## Material for this task
** begin **

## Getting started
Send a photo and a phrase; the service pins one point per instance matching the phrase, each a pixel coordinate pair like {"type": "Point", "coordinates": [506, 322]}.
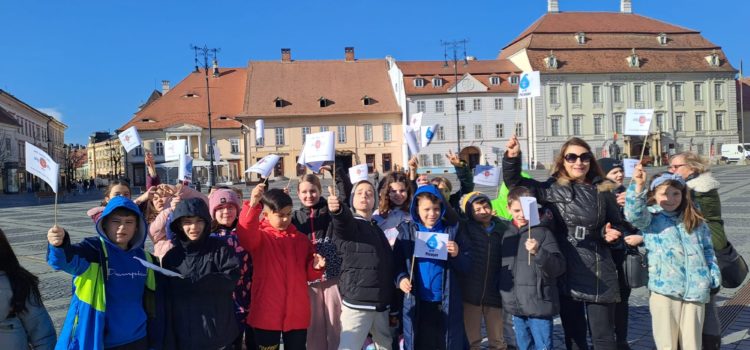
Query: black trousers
{"type": "Point", "coordinates": [270, 340]}
{"type": "Point", "coordinates": [601, 322]}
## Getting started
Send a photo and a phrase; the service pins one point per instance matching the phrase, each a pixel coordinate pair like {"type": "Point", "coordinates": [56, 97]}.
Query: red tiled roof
{"type": "Point", "coordinates": [300, 84]}
{"type": "Point", "coordinates": [481, 70]}
{"type": "Point", "coordinates": [186, 102]}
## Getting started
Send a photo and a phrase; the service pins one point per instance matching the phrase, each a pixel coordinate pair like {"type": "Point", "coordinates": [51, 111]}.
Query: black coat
{"type": "Point", "coordinates": [581, 212]}
{"type": "Point", "coordinates": [200, 308]}
{"type": "Point", "coordinates": [367, 270]}
{"type": "Point", "coordinates": [530, 289]}
{"type": "Point", "coordinates": [479, 284]}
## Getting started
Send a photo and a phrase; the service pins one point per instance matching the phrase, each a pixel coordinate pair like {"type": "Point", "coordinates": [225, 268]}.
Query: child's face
{"type": "Point", "coordinates": [482, 212]}
{"type": "Point", "coordinates": [516, 211]}
{"type": "Point", "coordinates": [308, 194]}
{"type": "Point", "coordinates": [429, 211]}
{"type": "Point", "coordinates": [120, 229]}
{"type": "Point", "coordinates": [668, 197]}
{"type": "Point", "coordinates": [397, 193]}
{"type": "Point", "coordinates": [225, 214]}
{"type": "Point", "coordinates": [279, 220]}
{"type": "Point", "coordinates": [193, 227]}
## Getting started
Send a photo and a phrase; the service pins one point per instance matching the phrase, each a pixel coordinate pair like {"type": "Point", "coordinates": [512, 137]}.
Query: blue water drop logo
{"type": "Point", "coordinates": [432, 243]}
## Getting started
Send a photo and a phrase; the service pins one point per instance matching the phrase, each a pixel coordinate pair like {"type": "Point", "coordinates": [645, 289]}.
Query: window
{"type": "Point", "coordinates": [342, 134]}
{"type": "Point", "coordinates": [617, 92]}
{"type": "Point", "coordinates": [498, 104]}
{"type": "Point", "coordinates": [598, 129]}
{"type": "Point", "coordinates": [658, 93]}
{"type": "Point", "coordinates": [499, 131]}
{"type": "Point", "coordinates": [575, 94]}
{"type": "Point", "coordinates": [596, 93]}
{"type": "Point", "coordinates": [718, 91]}
{"type": "Point", "coordinates": [555, 126]}
{"type": "Point", "coordinates": [477, 104]}
{"type": "Point", "coordinates": [368, 133]}
{"type": "Point", "coordinates": [553, 96]}
{"type": "Point", "coordinates": [697, 91]}
{"type": "Point", "coordinates": [279, 136]}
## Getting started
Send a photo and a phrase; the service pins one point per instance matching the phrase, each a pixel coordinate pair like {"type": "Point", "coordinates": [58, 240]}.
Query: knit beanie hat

** end **

## The exercise
Reproduce every line precisely as given, omitting all pictures.

## Written response
## Getting started
Send a photo and a phrase; the service pins one point per instance matching the phrase, each a pixel coordinate pair like {"type": "Point", "coordinates": [506, 322]}.
Query: black trousers
{"type": "Point", "coordinates": [270, 340]}
{"type": "Point", "coordinates": [601, 322]}
## Getting started
Send a photo and a phrase; the service pins one point per instance matching the phrase, each a pixel coordinate pair like {"type": "Point", "coordinates": [56, 97]}.
Query: red tiled roof
{"type": "Point", "coordinates": [300, 84]}
{"type": "Point", "coordinates": [481, 70]}
{"type": "Point", "coordinates": [186, 102]}
## Getting started
Send a photo and a phrase; the service pins one point per instance matching the phrase, each a pixel coordinate pair like {"type": "Point", "coordinates": [51, 111]}.
Query: black coat
{"type": "Point", "coordinates": [581, 212]}
{"type": "Point", "coordinates": [200, 308]}
{"type": "Point", "coordinates": [367, 270]}
{"type": "Point", "coordinates": [530, 289]}
{"type": "Point", "coordinates": [479, 284]}
## Getting started
Send a photo and a phrase; the service pins one point per instance matching the phrase, each a pixel coordinate pair like {"type": "Point", "coordinates": [225, 268]}.
Query: child's face
{"type": "Point", "coordinates": [482, 212]}
{"type": "Point", "coordinates": [516, 211]}
{"type": "Point", "coordinates": [308, 194]}
{"type": "Point", "coordinates": [429, 211]}
{"type": "Point", "coordinates": [120, 229]}
{"type": "Point", "coordinates": [668, 197]}
{"type": "Point", "coordinates": [397, 193]}
{"type": "Point", "coordinates": [225, 214]}
{"type": "Point", "coordinates": [279, 220]}
{"type": "Point", "coordinates": [193, 227]}
## Getting started
Send a photo and a phrase; the service pins one point per instance matching the phrase, each a pixel coordinate pair like {"type": "Point", "coordinates": [512, 137]}.
Query: blue water drop logo
{"type": "Point", "coordinates": [432, 243]}
## Getting started
Send a photo and a phrase; the service pins one point per instance matching the phrase, each a pixel coordinate pair like {"type": "Point", "coordinates": [645, 289]}.
Query: window
{"type": "Point", "coordinates": [342, 134]}
{"type": "Point", "coordinates": [617, 92]}
{"type": "Point", "coordinates": [498, 104]}
{"type": "Point", "coordinates": [598, 129]}
{"type": "Point", "coordinates": [658, 93]}
{"type": "Point", "coordinates": [499, 131]}
{"type": "Point", "coordinates": [575, 94]}
{"type": "Point", "coordinates": [596, 93]}
{"type": "Point", "coordinates": [718, 91]}
{"type": "Point", "coordinates": [555, 126]}
{"type": "Point", "coordinates": [477, 104]}
{"type": "Point", "coordinates": [368, 133]}
{"type": "Point", "coordinates": [553, 96]}
{"type": "Point", "coordinates": [697, 91]}
{"type": "Point", "coordinates": [279, 136]}
## Getting started
Send a photo and a phrase; the service pins one point per instance matching the phrase, each a pixel coordinate pair like {"type": "Point", "coordinates": [58, 240]}.
Query: knit beanie hat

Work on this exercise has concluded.